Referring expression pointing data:
----
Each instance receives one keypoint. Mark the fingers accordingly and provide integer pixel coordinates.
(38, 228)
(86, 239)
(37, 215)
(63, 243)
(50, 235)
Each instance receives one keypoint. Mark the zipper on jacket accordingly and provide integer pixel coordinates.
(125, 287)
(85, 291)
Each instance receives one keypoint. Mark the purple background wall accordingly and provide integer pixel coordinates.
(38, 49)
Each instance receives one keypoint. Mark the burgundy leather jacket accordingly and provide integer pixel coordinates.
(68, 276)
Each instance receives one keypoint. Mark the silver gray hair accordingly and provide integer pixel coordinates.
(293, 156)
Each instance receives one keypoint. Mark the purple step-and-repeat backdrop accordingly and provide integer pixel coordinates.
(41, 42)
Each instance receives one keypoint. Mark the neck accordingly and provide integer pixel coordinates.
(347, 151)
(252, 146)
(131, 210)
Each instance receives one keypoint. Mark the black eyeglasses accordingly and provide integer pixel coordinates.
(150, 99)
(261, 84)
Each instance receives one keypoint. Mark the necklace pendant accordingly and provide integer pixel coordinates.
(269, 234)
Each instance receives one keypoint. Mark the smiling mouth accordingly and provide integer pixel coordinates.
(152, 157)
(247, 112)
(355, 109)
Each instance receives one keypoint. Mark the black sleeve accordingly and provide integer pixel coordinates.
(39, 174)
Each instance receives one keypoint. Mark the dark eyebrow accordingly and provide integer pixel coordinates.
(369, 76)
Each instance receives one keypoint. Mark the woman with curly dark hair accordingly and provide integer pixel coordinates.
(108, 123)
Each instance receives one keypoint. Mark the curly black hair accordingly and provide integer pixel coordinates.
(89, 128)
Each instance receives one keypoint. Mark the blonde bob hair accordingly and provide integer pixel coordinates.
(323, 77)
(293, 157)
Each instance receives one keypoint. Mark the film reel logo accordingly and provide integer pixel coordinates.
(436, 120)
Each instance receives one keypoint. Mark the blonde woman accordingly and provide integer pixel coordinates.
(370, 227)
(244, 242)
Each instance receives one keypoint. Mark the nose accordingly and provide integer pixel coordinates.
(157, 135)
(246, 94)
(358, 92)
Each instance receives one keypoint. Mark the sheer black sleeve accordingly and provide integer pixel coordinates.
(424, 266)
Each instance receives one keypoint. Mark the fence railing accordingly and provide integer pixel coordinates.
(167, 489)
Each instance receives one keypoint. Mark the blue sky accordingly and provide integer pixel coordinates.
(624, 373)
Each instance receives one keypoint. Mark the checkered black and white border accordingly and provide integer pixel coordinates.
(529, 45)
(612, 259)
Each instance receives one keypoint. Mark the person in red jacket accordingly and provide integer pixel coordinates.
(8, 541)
----
Task prompt:
The entries must all be transcribed exactly.

Reply:
Each instance receives one keypoint. Mark the fingers accordingly and provide integer pixel coordinates.
(38, 228)
(86, 239)
(37, 215)
(63, 243)
(50, 235)
Each instance receives one keypoint. Mark the zipper on jacket accordingly and provide integer pixel coordinates.
(125, 287)
(85, 291)
Each instance receives one keypoint. Mark the purple background wall accordingly and provide integer pixel coordinates.
(38, 49)
Each instance receives one keypoint. Mark the burgundy leather jacket accordingly and provide integer pixel coordinates.
(68, 276)
Each instance receives one keypoint. Mark the silver gray hair accordingly and provide integer pixel coordinates.
(293, 156)
Each instance receives one keypoint. Mark the purple step-and-repeat backdrop accordingly and provide integer pixel coordinates.
(41, 42)
Each instance receives one keypoint. Mark the neck accordingly and provide integer pixel coordinates.
(347, 151)
(252, 146)
(131, 210)
Each instance receives one keypoint. Mark the black eyeglasses accordingly and provide integer pixel coordinates.
(150, 99)
(261, 84)
Each instance receives one keypoint. Mark the necklace pendant accordingly and provide integer pixel coordinates.
(269, 234)
Each instance receives one keypoint. Mark the smiling mouth accordingly and provide integer pixel coordinates.
(152, 157)
(247, 112)
(355, 109)
Each instance receives one keypoint. Mark the black sleeve accordingly and provide integer pixel coordinates.
(39, 174)
Each instance receives one keypoint. Mark the dark eyebrow accordingly and provide integer pixel coordinates.
(369, 76)
Each instance receives one keypoint. Mark the woman with curly dark hair accordingly and provide integer pixel coordinates.
(108, 123)
Each instance receives one keypoint. Mark the curly black hair accordingly and provide integer pixel coordinates.
(89, 128)
Each instance receives one keypoint. Mark the blonde bob hair accordingly and provide integer pixel coordinates.
(323, 77)
(293, 157)
Each instance receives one keypoint. Mark the film reel logo accordingly and provide integer pixel coordinates.
(436, 120)
Each instance receives one keypoint. Mark the blonde woman accordingly and provide integer pixel coordinates.
(370, 227)
(244, 242)
Each instance receives one keypoint. Mark the nose accordingly and provide integer pixel coordinates.
(157, 135)
(246, 94)
(358, 92)
Each instance receives one keypoint. Mark the sheer black sleeve accordingly and provide integer pixel coordinates.
(424, 266)
Each instance receives one keypoint. Mark the fence railing accordingly and provide integer pixel coordinates.
(167, 489)
Each instance receives one keypoint. Mark the blue sky accordingly and provide integer pixel coordinates.
(624, 373)
Each instance receives one keypoint. Mark the checkered black and white border accordingly and provide integer pixel coordinates.
(529, 45)
(612, 259)
Each instance receives one keypoint. Mark the person in red jacket accordingly and provide integer pixel coordinates.
(8, 541)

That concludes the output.